◆ WRITTEN REQUEST:
Could you repeat these records word for word, leaving out the pictures?

* start *

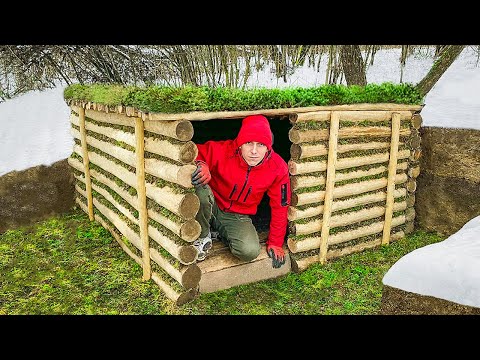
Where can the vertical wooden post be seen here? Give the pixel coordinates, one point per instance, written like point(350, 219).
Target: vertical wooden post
point(392, 171)
point(142, 197)
point(86, 161)
point(329, 184)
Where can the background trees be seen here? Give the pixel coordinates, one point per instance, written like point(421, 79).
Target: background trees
point(35, 67)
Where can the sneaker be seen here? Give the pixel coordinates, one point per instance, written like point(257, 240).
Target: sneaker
point(203, 245)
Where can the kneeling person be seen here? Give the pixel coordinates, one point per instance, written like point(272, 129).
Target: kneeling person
point(230, 180)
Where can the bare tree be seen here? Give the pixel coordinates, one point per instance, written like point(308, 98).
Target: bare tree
point(446, 56)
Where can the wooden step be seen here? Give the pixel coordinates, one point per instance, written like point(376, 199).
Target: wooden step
point(221, 270)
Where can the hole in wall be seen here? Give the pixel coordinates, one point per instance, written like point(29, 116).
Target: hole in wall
point(223, 129)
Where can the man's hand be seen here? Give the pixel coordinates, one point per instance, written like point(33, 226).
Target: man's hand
point(277, 254)
point(201, 175)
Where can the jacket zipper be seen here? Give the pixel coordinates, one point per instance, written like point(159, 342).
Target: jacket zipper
point(245, 183)
point(248, 193)
point(243, 188)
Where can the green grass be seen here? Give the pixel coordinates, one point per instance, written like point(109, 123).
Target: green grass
point(69, 265)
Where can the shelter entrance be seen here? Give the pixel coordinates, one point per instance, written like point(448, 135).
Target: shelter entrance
point(223, 129)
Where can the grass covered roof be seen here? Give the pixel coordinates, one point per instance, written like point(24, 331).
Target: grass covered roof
point(164, 99)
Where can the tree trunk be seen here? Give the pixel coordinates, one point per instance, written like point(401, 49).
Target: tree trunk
point(447, 57)
point(352, 64)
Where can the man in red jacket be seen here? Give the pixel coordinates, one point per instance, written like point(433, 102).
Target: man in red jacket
point(238, 173)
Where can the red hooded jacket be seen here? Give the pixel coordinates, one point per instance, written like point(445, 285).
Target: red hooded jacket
point(238, 187)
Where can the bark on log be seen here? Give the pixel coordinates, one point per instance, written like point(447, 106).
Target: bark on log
point(295, 214)
point(352, 116)
point(311, 243)
point(411, 185)
point(114, 234)
point(413, 172)
point(300, 136)
point(186, 254)
point(299, 265)
point(296, 168)
point(181, 175)
point(345, 190)
point(415, 155)
point(303, 181)
point(132, 200)
point(184, 153)
point(180, 130)
point(417, 121)
point(344, 219)
point(119, 135)
point(109, 118)
point(122, 227)
point(303, 151)
point(187, 276)
point(414, 140)
point(178, 298)
point(203, 115)
point(184, 205)
point(392, 165)
point(188, 230)
point(110, 198)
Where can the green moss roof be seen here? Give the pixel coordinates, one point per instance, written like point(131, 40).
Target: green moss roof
point(189, 98)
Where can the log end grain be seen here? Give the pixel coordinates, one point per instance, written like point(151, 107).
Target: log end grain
point(184, 130)
point(189, 206)
point(188, 152)
point(190, 230)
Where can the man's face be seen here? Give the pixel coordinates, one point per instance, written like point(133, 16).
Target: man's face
point(253, 152)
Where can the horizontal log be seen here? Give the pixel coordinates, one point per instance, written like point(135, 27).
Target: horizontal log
point(414, 140)
point(303, 181)
point(315, 225)
point(184, 205)
point(344, 190)
point(117, 238)
point(180, 130)
point(119, 135)
point(187, 276)
point(188, 230)
point(296, 214)
point(183, 153)
point(181, 175)
point(132, 200)
point(131, 235)
point(109, 118)
point(303, 151)
point(178, 298)
point(353, 116)
point(415, 155)
point(186, 254)
point(122, 209)
point(299, 265)
point(210, 115)
point(124, 155)
point(299, 168)
point(297, 136)
point(313, 242)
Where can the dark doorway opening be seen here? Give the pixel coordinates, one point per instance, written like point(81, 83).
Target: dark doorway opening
point(223, 129)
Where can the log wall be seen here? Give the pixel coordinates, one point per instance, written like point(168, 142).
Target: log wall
point(353, 177)
point(353, 170)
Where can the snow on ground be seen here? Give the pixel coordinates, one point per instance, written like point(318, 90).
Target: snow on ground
point(447, 270)
point(34, 127)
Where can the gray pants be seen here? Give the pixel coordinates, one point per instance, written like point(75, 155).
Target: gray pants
point(236, 230)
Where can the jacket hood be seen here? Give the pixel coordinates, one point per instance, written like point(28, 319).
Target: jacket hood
point(255, 128)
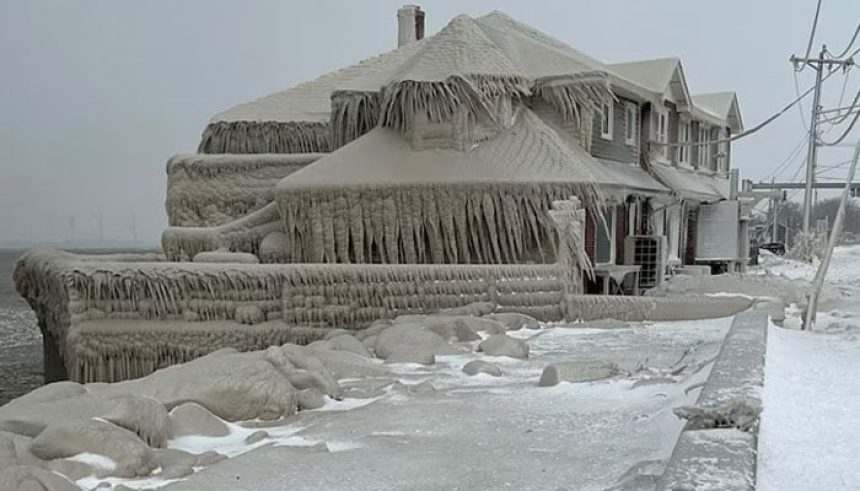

* end *

◆ RESPONSE BELOW:
Where can the vertical wooden post be seen here? Give the pixel coordinates, one point per instance, written like point(350, 219).
Target: vertical wooden post
point(392, 171)
point(142, 197)
point(86, 161)
point(329, 184)
Where can the background trees be seen here? Give the pixel coordinates, one point per instance, written like point(421, 79).
Target: background trees
point(35, 67)
Where can the sneaker be seen here? Give the pixel coordinates, one point per instance, written like point(257, 240).
Target: sneaker
point(203, 245)
Where can the kneeling person be seen here? Give the pixel coordinates, one point per instance, written like point(272, 129).
Target: kneeling person
point(230, 180)
Where can the bare tree be seen here? Give the pixel coordinates, one point per instance, written like point(308, 98).
Target: bare tree
point(446, 56)
Where can the wooden step be seen here? Give the pixel coordinates, one point per instance, written like point(376, 199).
Target: wooden step
point(221, 270)
Where can the hole in wall be seen here? Give the pixel coordinates, one point per instance, written like point(29, 116).
Target: hole in wall
point(223, 129)
Where can the man's hand be seen here? Give the pixel coordinates, one point per instance, written like point(33, 226).
Target: man's hand
point(277, 254)
point(201, 175)
Where can the jacket zipper be seen here? Give the pixel coordinates, one point per instance, written like point(159, 342).
Target: jacket zipper
point(245, 183)
point(248, 193)
point(243, 188)
Where can the green grass be seen here? Give the pixel coordinates, one point per instance, written like point(109, 123).
Target: green grass
point(69, 265)
Where can the shelter entrance be seen here? Give the pixel coordinates, one point per instance, written like point(448, 135).
Target: shelter entrance
point(223, 129)
Where can the grass covered roof be seen here? Give the pixel coordinates, one point per instance, written like point(24, 331).
Target: grass covered roof
point(164, 99)
Where can the tree trunk be seen here? Give the pixel coordinates, one point per instance, written like point(401, 49).
Target: tree trunk
point(447, 57)
point(352, 64)
Where can the man in red jacket be seen here? Give the pixel coordinates, one point per instance, written like point(433, 102).
Target: man in red jacket
point(238, 173)
Where can the red hooded jacket be seen here? Give the pixel coordinates, one point per instance, written like point(445, 285).
Target: red hooded jacket
point(238, 187)
Where can the bark on log be seen here? Give the pixel coordinates, one point per instance, written like point(447, 106).
Target: bark on log
point(295, 214)
point(352, 116)
point(311, 243)
point(411, 185)
point(114, 234)
point(413, 172)
point(300, 136)
point(186, 254)
point(299, 265)
point(296, 168)
point(181, 175)
point(345, 190)
point(415, 155)
point(303, 181)
point(132, 200)
point(184, 153)
point(180, 130)
point(417, 121)
point(344, 219)
point(119, 135)
point(109, 118)
point(122, 227)
point(303, 151)
point(187, 276)
point(414, 140)
point(178, 298)
point(203, 115)
point(184, 205)
point(392, 165)
point(188, 230)
point(110, 198)
Where can the green moss roof be seen here? Give the pixel coordinates, one point per instance, written like point(131, 40).
Target: green moss roof
point(189, 98)
Where can the log end grain be seen here? Give the pixel coordinates, one point per instance, written like point(151, 107).
Target: log end grain
point(184, 130)
point(189, 206)
point(188, 152)
point(190, 230)
Where can the man's face be seen here? Give the pixel coordinates, one point per instance, written like point(133, 16).
Target: man's face
point(253, 152)
Where can the horizontal log be seen here? Give the pixel coordinates, one point per instance, written like point(135, 27).
Target: horizontal log
point(414, 140)
point(303, 181)
point(315, 225)
point(184, 205)
point(344, 190)
point(117, 238)
point(180, 130)
point(119, 135)
point(187, 276)
point(188, 230)
point(296, 214)
point(183, 153)
point(181, 175)
point(132, 200)
point(131, 235)
point(109, 118)
point(303, 151)
point(178, 298)
point(353, 116)
point(415, 155)
point(186, 254)
point(122, 209)
point(299, 265)
point(210, 115)
point(124, 155)
point(299, 168)
point(297, 136)
point(313, 242)
Where can the dark doorway opening be seen here? Give the pixel coordinates, one point per instance, written like point(81, 83).
Target: dark doorway opening
point(223, 129)
Where can the log wall be seen here? Give the pixel coordinates, one point per instance, written like point(168, 142).
Target: log wall
point(353, 177)
point(353, 170)
Where can the snow on ground be seen here? Give the pixel coordinates, one point per instance, written like point(318, 90).
Target: snow on ground
point(447, 270)
point(34, 127)
Where can the gray pants be seen here? Give the pixel coordinates, one point per instance, written like point(75, 155).
Target: gray pants
point(236, 230)
Where can the jacket hood be seen here? Give the pixel coordinates, one point per instance, written like point(28, 319).
Target: jacket hood
point(255, 128)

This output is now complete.